Work instructions
A - Copy out the text on possible models for France-Ville in full, word for word.
B - Reproduce verbatim the part of the records starting at their first line and ending at the line containing "column 398, row 303", with that line included.

[start of Text to read]

Possible models for France-Ville—any ideas
1. France-Ville represents France in general, or French steel towns like Cresset – although French industrial paternalism dominated the larger industry
2. Royal saltworks at Arc-et-Semans
3. Hausmann’s vision of Paris
4. Classic literary utopias such as Thomas More
5. Palmanova of Italy
6. My favorite is a type of “tale of two cities” based on Alfred Krupp’s 1877 letter to his employees, comparing the struggle between socialism and paternal capitalism.
7. Robert Owen Welsh community and his American movement
8. The Rappites (or Harmony Society) towns of Harmony (Indiana) and Economy ( in Pennsylvania) -- that mixed health, work, religion and outside capitalism – they became the principal owner of the Pennsylvania railroad
9. Fourierist movement of the 1840s
10. Other 19th utopian and successful such a The Shakers, Zoarites, and Oneidas
11. other?
Dear Quentin,
I have just read Begum’s Millions (1879) and I have only a few observations to make regarding the possible model for France-ville.
There are elements in France-ville which are repeated 16 years later in Verne’s Milliard City in A Floating Island (1895), and I know Milliard was definitely modelled on Birkenhead. I will post this assertion re Birkenhead as a separate thread as your question has opened it up and see whether this is all dismissed as ‘coincidence’ too.
Firstly, this sentence about France-ville regarding its layout from Begum’s millions.
“The plan of the town is essentially simple and regular, the roads crossing at right angles, at equal distances, of a uniform width, planted with trees and numbered.”
Jules Verne The Begum’s Millions (1879)
…is very similar to…
The city was built on a regular plan. The avenues and roads, provided with verandahs above the footways, crossed each other at right angles, forming a sort of chessboard.

[end of Text to read]
[start of Extracted material]

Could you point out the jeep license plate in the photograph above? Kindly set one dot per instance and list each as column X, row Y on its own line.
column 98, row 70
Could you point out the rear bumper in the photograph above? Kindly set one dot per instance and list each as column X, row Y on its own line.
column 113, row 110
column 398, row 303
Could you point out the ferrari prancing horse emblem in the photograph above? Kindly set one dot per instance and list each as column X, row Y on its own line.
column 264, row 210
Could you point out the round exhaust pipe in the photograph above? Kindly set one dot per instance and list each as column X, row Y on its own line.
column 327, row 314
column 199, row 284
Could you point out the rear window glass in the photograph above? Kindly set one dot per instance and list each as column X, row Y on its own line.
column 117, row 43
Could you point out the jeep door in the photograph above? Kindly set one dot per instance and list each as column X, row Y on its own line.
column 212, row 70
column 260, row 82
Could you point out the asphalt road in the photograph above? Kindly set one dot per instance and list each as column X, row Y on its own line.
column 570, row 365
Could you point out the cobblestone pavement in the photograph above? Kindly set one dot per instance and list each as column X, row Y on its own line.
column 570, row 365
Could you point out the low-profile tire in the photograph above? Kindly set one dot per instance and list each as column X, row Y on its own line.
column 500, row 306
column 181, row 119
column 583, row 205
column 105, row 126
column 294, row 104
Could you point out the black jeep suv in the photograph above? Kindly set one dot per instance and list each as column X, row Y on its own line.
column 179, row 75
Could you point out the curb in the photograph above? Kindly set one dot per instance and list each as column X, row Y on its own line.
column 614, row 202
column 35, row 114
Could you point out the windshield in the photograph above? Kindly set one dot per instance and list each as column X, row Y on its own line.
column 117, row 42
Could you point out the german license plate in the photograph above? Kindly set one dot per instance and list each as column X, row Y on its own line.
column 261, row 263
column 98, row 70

[end of Extracted material]

Answers provided
A -
Possible models for France-Ville—any ideas
1. France-Ville represents France in general, or French steel towns like Cresset – although French industrial paternalism dominated the larger industry
2. Royal saltworks at Arc-et-Semans
3. Hausmann’s vision of Paris
4. Classic literary utopias such as Thomas More
5. Palmanova of Italy
6. My favorite is a type of “tale of two cities” based on Alfred Krupp’s 1877 letter to his employees, comparing the struggle between socialism and paternal capitalism.
7. Robert Owen Welsh community and his American movement
8. The Rappites (or Harmony Society) towns of Harmony (Indiana) and Economy ( in Pennsylvania) -- that mixed health, work, religion and outside capitalism – they became the principal owner of the Pennsylvania railroad
9. Fourierist movement of the 1840s
10. Other 19th utopian and successful such a The Shakers, Zoarites, and Oneidas
11. other?
Dear Quentin,
I have just read Begum’s Millions (1879) and I have only a few observations to make regarding the possible model for France-ville.
There are elements in France-ville which are repeated 16 years later in Verne’s Milliard City in A Floating Island (1895), and I know Milliard was definitely modelled on Birkenhead. I will post this assertion re Birkenhead as a separate thread as your question has opened it up and see whether this is all dismissed as ‘coincidence’ too.
Firstly, this sentence about France-ville regarding its layout from Begum’s millions.
“The plan of the town is essentially simple and regular, the roads crossing at right angles, at equal distances, of a uniform width, planted with trees and numbered.”
Jules Verne The Begum’s Millions (1879)
…is very similar to…
The city was built on a regular plan. The avenues and roads, provided with verandahs above the footways, crossed each other at right angles, forming a sort of chessboard.

B -
Could you point out the jeep license plate in the photograph above? Kindly set one dot per instance and list each as column X, row Y on its own line.
column 98, row 70
Could you point out the rear bumper in the photograph above? Kindly set one dot per instance and list each as column X, row Y on its own line.
column 113, row 110
column 398, row 303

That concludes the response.